→ WORK TO COMPLETE: Lay out the lines of the items below as a JSON list of strings, one string per line, skipping blank lines. Begin with the line that contains "(format x=141, y=370)" and continue through the line that contains "x=428, y=494", including both.

(Records from a data collection)

* * * *

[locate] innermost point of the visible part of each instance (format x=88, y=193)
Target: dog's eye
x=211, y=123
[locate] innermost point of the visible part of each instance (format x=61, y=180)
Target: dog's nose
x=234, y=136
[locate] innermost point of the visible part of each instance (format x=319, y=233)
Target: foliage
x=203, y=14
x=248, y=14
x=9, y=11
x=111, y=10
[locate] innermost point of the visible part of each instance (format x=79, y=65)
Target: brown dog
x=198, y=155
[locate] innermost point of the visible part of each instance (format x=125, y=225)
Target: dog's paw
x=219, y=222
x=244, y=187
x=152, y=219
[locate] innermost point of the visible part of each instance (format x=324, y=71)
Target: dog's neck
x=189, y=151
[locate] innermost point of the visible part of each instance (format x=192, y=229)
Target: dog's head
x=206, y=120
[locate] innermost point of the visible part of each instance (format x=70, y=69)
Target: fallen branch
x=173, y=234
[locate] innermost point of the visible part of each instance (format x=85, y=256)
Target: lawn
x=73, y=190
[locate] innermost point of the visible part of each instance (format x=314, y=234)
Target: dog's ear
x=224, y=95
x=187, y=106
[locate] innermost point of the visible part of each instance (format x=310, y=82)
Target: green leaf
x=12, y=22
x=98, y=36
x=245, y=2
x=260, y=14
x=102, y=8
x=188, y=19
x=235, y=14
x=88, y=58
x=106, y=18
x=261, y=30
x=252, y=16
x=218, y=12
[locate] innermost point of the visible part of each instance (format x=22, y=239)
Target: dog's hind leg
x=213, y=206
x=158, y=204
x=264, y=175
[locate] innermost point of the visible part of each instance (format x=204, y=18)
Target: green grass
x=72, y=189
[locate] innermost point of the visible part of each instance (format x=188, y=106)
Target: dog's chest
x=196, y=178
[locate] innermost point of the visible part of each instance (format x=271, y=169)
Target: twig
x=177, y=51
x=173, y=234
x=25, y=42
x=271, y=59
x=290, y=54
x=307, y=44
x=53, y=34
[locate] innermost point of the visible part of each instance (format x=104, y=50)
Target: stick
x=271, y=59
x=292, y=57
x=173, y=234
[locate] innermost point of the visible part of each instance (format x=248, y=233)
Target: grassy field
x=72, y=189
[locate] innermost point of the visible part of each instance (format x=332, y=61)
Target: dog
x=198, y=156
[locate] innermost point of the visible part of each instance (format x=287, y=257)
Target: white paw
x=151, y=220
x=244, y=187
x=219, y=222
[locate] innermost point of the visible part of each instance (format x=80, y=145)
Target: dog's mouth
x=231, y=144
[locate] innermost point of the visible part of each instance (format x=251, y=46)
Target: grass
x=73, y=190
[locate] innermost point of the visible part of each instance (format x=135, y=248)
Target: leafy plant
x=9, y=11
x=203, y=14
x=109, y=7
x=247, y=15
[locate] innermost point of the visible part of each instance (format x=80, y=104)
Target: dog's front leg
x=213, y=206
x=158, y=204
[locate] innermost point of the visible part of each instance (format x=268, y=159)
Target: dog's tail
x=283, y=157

* * * *

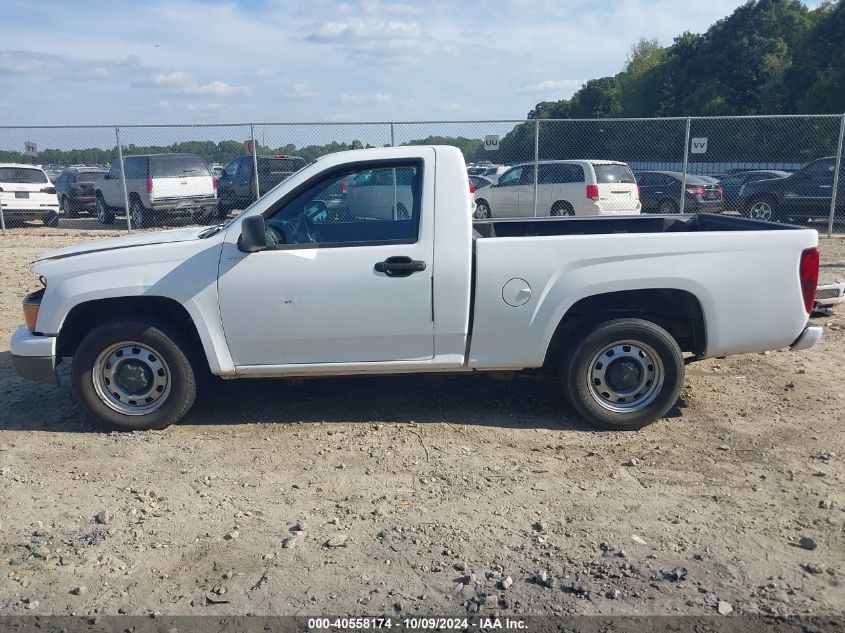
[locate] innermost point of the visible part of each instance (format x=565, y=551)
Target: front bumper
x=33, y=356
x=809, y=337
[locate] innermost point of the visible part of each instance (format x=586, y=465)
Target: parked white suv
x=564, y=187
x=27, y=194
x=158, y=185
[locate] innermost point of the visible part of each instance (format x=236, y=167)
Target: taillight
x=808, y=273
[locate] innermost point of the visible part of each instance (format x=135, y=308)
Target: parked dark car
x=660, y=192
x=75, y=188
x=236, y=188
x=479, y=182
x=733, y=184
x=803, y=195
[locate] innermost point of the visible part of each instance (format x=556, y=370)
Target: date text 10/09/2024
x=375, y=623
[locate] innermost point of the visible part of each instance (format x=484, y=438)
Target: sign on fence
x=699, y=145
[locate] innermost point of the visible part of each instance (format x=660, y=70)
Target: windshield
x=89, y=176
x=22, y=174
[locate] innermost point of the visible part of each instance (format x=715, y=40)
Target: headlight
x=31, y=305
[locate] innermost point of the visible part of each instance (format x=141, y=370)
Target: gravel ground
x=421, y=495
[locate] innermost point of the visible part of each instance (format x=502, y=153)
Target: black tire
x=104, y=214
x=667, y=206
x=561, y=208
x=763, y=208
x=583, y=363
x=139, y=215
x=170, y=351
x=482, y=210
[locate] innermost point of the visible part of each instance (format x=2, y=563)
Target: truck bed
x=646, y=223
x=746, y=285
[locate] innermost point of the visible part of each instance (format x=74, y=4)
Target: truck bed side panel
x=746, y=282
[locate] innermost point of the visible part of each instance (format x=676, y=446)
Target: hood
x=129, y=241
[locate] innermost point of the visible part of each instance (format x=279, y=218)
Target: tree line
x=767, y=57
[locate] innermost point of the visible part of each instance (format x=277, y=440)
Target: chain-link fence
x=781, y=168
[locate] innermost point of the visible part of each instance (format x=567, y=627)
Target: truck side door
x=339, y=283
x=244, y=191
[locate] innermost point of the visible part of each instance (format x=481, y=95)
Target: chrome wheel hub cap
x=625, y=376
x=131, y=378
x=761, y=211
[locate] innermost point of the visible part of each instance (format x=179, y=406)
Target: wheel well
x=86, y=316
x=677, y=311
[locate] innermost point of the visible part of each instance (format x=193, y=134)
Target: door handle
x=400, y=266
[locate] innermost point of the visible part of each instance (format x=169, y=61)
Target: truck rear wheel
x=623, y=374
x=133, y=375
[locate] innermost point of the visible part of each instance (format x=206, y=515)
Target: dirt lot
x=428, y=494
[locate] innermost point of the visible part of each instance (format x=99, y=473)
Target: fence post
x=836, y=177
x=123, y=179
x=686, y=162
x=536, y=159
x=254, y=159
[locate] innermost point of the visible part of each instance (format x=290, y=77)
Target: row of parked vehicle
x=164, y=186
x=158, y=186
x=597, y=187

* * * *

→ RESULT OF THIS TASK:
[
  "[locate] innermost point of the visible part of each instance (format x=141, y=370)",
  "Target: gravel ground",
  "x=421, y=495",
  "[locate] innermost point of the visible part of each instance (format x=502, y=153)",
  "Target: black tire",
  "x=104, y=214",
  "x=667, y=206",
  "x=561, y=208",
  "x=763, y=208",
  "x=583, y=363",
  "x=139, y=215",
  "x=170, y=351",
  "x=482, y=210",
  "[locate] innermost point of the visible part of each instance (format x=2, y=563)",
  "Target: truck bed",
  "x=646, y=223",
  "x=746, y=285",
  "[locate] innermost point of the visible part of each instance (format x=74, y=4)",
  "Target: truck bed side panel",
  "x=746, y=282",
  "[locate] innermost point of the visible part of each instance (format x=676, y=446)",
  "Target: hood",
  "x=129, y=241",
  "[locate] innermost point of the visible part of each instance (format x=279, y=218)",
  "Target: tree line",
  "x=767, y=57",
  "[locate] innermost point of the visible part of each instance (format x=277, y=440)",
  "Target: chain-link fence",
  "x=781, y=168",
  "[locate] innermost point of the visible part of each instance (format x=567, y=627)",
  "Target: truck side door",
  "x=339, y=283",
  "x=244, y=191",
  "[locate] innermost point of the visible part of each instance (format x=481, y=95)",
  "Target: chrome wheel hub cap",
  "x=625, y=376",
  "x=131, y=378",
  "x=761, y=211",
  "[locate] innermost point of the visible part of each instance (format x=179, y=406)",
  "Target: wheel well",
  "x=86, y=316",
  "x=677, y=311",
  "[locate] innermost point of the visible part of each instance (format x=193, y=134)",
  "Target: door handle",
  "x=400, y=266",
  "[locate] innermost point of the visible part of each instance (format x=169, y=61)",
  "Target: truck rear wheel",
  "x=623, y=374",
  "x=133, y=375",
  "[locate] innermost point of the visible part of each instance (format x=206, y=515)",
  "Target: dirt lot",
  "x=428, y=494"
]